A música não poderia faltar na viagem ao passado de JRP. Em “Banda voou” a emoção faz lembrar os versos da canção de Milton Nascimento e Tunai: “Certas canções que ouço/ Cabem tão dentro de mim/ Que perguntar carece/ Como não fui eu que fiz/ Certa emoção me alcança/ Corta minha alma sem dor/ Certas canções me chegam/ Como se fosse o amor..”. É esse amor por sua gente que transborda também em “O cinema de minha infância” e a descoberta do mundo através da tela, enchendo de emoção os corações dos meninos da Boca do Vento e que foi fonte de inspiração para a criação de do grupo teatral Sol Amarelo. Assim “O Sol Amarelo e o fazer teatral” fecha o primeiro movimento com a encenação de momentos que entraram para a atemporalidade.

O segundo movimento da obra de JRP tem o título de “As algemas de Lucas” que tem início com a crônica “O olhar de Lucas” e a dialética de um sonho literário. Em “Antes que o galo cante” mostra a angústia, desilusão e dor. Em “A cidade de lona” há o início do lado humanístico com foco nas questões do homem do campo e a luta da terra para quem nela trabalha. Em “A pedagogia da terra” há a luta pela reforma agrária através do Movimento dos Trabalhadores Sem Terra (MST) e os ideais de Paulo Freire, Karl Marx, entre outros pensadores, que lutaram pela libertação dos oprimidos. Também lembra os ideais da Teologia da Libertação. Em “As vozes da feira” há um diálogo que remete ao cotidiano popular e a luta pela sobrevivência.

# Trechos dos dados:
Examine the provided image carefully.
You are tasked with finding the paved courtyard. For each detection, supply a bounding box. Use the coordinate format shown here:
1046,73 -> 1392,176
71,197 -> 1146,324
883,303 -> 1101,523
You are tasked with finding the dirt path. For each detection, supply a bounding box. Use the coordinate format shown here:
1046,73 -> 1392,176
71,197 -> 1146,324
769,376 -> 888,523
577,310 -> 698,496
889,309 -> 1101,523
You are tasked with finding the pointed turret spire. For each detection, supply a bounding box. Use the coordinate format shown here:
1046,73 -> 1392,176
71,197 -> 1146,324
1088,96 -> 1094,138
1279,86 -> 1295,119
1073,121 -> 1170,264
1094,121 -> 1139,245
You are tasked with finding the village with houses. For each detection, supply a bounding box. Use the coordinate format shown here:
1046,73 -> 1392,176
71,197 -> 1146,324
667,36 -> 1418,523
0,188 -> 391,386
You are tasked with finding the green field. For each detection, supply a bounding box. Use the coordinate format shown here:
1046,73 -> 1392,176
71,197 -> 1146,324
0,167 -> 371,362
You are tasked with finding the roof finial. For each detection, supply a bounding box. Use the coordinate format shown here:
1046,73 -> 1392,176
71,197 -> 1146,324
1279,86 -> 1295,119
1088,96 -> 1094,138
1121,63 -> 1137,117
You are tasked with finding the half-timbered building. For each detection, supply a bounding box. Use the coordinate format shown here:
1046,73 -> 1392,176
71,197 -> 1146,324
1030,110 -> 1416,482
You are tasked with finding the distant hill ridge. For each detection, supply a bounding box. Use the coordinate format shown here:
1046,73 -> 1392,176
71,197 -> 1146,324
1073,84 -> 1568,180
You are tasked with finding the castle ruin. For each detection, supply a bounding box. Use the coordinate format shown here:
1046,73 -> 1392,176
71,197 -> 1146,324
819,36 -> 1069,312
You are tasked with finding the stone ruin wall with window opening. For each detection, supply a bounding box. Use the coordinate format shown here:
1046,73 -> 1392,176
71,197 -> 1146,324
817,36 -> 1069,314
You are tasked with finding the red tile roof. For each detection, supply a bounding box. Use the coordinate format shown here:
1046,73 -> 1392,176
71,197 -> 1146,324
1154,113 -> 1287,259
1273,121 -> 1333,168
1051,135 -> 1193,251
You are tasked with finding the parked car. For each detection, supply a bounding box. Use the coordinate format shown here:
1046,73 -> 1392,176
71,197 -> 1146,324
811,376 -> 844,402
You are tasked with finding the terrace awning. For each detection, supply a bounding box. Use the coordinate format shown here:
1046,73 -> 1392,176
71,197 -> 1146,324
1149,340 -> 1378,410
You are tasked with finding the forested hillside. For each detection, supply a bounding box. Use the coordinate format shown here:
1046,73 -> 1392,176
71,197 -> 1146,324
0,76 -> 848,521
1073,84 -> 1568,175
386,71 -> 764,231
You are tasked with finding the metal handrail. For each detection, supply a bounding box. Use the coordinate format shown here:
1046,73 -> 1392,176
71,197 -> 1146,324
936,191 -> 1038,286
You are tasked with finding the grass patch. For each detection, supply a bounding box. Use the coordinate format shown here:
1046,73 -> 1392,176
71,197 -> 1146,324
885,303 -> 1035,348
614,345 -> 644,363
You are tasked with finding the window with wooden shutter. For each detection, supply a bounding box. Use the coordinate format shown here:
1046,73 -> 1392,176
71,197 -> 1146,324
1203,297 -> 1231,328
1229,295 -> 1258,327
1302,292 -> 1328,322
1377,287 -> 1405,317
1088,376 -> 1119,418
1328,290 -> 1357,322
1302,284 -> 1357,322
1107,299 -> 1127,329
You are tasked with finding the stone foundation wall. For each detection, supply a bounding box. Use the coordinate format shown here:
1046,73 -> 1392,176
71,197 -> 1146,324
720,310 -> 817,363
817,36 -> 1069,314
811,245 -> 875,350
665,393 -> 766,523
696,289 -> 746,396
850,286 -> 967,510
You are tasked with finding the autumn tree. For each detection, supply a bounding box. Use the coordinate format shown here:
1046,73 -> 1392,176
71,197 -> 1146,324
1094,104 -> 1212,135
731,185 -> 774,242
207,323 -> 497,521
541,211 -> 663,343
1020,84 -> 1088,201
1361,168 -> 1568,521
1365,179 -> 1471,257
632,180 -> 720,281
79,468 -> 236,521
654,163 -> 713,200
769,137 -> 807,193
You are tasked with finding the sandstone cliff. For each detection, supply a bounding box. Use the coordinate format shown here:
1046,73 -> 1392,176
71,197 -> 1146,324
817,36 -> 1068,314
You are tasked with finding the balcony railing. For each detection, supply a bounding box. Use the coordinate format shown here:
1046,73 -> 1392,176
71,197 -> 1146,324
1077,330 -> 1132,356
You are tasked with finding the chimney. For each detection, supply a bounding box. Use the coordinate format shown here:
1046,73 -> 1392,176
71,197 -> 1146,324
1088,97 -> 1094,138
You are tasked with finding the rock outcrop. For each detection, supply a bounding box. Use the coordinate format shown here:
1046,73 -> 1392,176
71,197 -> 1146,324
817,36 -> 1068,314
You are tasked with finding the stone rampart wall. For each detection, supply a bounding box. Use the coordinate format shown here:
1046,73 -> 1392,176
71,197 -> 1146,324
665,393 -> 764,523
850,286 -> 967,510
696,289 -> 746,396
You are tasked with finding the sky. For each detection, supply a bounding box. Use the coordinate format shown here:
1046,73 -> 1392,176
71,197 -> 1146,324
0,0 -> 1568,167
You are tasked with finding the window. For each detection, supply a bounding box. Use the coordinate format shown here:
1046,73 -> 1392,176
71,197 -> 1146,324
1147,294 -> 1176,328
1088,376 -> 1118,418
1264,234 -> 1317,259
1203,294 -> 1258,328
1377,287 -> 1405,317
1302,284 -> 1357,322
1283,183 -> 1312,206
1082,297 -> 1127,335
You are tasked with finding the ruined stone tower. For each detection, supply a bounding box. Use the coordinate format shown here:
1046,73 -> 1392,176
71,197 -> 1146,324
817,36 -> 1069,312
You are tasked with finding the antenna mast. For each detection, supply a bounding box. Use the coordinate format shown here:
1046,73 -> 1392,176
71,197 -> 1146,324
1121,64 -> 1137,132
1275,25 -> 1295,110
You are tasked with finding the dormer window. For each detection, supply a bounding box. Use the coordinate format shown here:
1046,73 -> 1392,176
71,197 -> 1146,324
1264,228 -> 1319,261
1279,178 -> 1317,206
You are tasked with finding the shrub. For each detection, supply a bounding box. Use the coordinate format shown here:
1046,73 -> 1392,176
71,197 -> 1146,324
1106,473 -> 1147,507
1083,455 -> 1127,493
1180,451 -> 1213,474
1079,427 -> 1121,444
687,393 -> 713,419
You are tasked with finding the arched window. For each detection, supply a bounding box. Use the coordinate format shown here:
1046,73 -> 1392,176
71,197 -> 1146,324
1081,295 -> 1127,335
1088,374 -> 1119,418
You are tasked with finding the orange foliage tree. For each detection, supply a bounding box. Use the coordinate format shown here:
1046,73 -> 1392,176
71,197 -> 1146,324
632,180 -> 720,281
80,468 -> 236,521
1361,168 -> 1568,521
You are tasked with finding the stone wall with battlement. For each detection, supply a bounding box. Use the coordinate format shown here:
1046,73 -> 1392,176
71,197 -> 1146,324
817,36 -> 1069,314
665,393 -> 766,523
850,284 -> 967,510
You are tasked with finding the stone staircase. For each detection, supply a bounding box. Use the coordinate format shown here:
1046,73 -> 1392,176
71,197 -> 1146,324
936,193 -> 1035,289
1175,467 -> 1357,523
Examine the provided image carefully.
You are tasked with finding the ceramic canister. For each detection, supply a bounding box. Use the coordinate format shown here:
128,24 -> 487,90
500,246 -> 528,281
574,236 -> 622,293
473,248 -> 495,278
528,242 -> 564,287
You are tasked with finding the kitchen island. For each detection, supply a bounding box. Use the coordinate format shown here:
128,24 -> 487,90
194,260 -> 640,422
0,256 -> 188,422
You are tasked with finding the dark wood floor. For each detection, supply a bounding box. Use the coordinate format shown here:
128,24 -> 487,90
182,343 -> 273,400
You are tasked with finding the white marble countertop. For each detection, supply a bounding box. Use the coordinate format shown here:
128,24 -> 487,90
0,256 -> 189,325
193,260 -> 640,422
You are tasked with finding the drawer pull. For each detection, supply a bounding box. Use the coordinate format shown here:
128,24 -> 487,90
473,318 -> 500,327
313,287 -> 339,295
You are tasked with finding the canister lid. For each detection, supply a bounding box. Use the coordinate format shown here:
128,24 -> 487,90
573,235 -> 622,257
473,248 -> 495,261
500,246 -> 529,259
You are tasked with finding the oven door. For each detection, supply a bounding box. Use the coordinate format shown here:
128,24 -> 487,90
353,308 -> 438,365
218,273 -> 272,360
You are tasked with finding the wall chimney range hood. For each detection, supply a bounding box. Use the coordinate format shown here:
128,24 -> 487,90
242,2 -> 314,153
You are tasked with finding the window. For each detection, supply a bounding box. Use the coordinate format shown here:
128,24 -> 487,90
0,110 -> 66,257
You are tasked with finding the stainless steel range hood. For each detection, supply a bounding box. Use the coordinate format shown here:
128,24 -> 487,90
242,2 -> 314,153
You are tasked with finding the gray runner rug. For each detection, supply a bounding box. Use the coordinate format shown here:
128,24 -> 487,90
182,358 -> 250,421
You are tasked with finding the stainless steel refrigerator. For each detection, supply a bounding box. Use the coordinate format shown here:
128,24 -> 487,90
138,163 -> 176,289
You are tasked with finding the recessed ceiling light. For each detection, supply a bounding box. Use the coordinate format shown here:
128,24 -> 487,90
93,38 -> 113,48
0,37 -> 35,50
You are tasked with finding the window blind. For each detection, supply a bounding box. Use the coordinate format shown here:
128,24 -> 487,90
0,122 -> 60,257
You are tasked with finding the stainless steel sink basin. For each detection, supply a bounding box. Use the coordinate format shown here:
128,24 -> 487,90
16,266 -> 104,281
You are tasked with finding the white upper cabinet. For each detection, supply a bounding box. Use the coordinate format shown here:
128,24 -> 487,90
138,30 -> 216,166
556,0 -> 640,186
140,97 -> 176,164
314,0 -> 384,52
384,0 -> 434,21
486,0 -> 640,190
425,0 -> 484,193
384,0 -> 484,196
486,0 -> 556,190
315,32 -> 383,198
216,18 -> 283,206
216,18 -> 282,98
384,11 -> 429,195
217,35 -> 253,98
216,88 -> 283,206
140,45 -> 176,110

# Enunciado da tarefa:
Devolva, sem nenhuma alteração, a parte do texto sobre a obra de JRP que vai de "A música não" até "para a atemporalidade.", incluindo as duas pontas.

# Resposta esperada:
A música não poderia faltar na viagem ao passado de JRP. Em “Banda voou” a emoção faz lembrar os versos da canção de Milton Nascimento e Tunai: “Certas canções que ouço/ Cabem tão dentro de mim/ Que perguntar carece/ Como não fui eu que fiz/ Certa emoção me alcança/ Corta minha alma sem dor/ Certas canções me chegam/ Como se fosse o amor..”. É esse amor por sua gente que transborda também em “O cinema de minha infância” e a descoberta do mundo através da tela, enchendo de emoção os corações dos meninos da Boca do Vento e que foi fonte de inspiração para a criação de do grupo teatral Sol Amarelo. Assim “O Sol Amarelo e o fazer teatral” fecha o primeiro movimento com a encenação de momentos que entraram para a atemporalidade.